* Complete the following *
1. Reproduce the portion of the passage on health and safety after Brexit starting at "But Alex warns" and ending at "improve working conditions.", with no changes.
2. Carry the passage on health and safety after Brexit forward from its last sentence.

* Text segment *
+++
Looking to the post-Brexit future, IOSH believes the UK should continue to strengthen OSH protections, fully recognising the following:
- The UK’s risk-based system is effective, respected and marketable worldwide
- A compelling economic and social case complements the strong legal and moral ones
- OSH law is well embedded into UK business, which calls for no disruption
- Improving OSH policy and practice in line with evidence helps everyone
- Leaders can secure stability and benefit from successful corporate systems
- Sound regulation helps the UK to be a great country to do business with
- It fully supports the UK’s domestic and international policy agendas
- It helps the UK meet its UN Sustainable Development Goal targets
One area likely to see debate on both sides of the Channel is protection for gig economy workers. The TUC estimates that gig workers contracting with firms such as Deliveroo, Uber and DPD, or providing services in childcare, adult care or other sectors, account for one in 10 UK adults, around 4.7 million people.
But if that work does not come packaged with health and safety protections, or employment rights, millions could be at risk. ‘If people aren’t making enough money, they will work ridiculous hours or put themselves at risk. Health and safety is intertwined with the lack of recognition of workers as workers,’ says Alex Marshall, president of the Independent Workers Union of Great Britain (IWGB).
In November, the IWGB won a High Court judicial review, which clarified that the UK government must extend rights to contractors who can be defined as ‘limb (b)’ workers – or dependent contractors – in the Employment Rights Act 1996. ‘It’s a huge victory, which we are very proud of, for health and safety rights to be extended to these workers sets a precedent,’ says Alex.
February saw another step toward increasing the accountability of platform operators, after the Supreme Court upheld a ruling that 40,000 drivers were under taxi service Uber’s control and therefore ‘workers’ with additional rights, rather than self-employed contractors.
But Alex warns that the courts alone cannot protect workers. ‘The big issue in the UK is the lack of enforcement – the ruling impacts Uber, but drivers are turning up to face the same conditions.’
Following similar court cases in Spain and Italy, the EU launched a consultation on extending rights to gig workers in February, and will engage with trade unions and employer organisations on ideas to improve working conditions.
+++
* Dataset excerpt *
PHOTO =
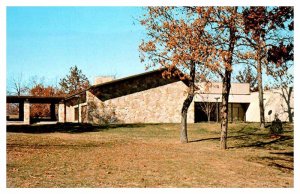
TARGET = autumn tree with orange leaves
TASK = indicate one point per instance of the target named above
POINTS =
+++
* Results for the exercise *
1.
But Alex warns that the courts alone cannot protect workers. ‘The big issue in the UK is the lack of enforcement – the ruling impacts Uber, but drivers are turning up to face the same conditions.’
Following similar court cases in Spain and Italy, the EU launched a consultation on extending rights to gig workers in February, and will engage with trade unions and employer organisations on ideas to improve working conditions.

2.
Business planning: What can employers do now?
Responsible organisations will have already been scanning the horizon and monitoring developments. They will have assessed the OSH risks in operations and supply chains and implemented control measures and training. Requirements will differ depending on the business concerned, but will include engaging the workforce, change management, business continuity planning and adequate training and resources, as well as supporting employees’ health and wellbeing during this period of uncertainty and change.
Holding back on dilution
One indication of the government’s direction of travel could come with the publication of the Employment Bill, announced in the 2019 Queen’s Speech. It is due to enact some of the Taylor review’s recommendations, including a plan to amalgamate various work-related enforcement bodies into one body.
‘The government has always said that this would be the vehicle by which it sets out its commitments to high labour standards post-Brexit,’ says Marley. ‘It will be interesting to see whether there are any commitments to maintain current levels of protection or to extend things further, and match what the EU is currently developing.’
Brexit won the UK the freedom to deviate from the EU on workplace protection. But while sections of government and the business lobby would no doubt welcome a reappraisal, the impulse to water down protections will be held in check by public opinion, legal mechanisms, and increased awareness of safety and regulation.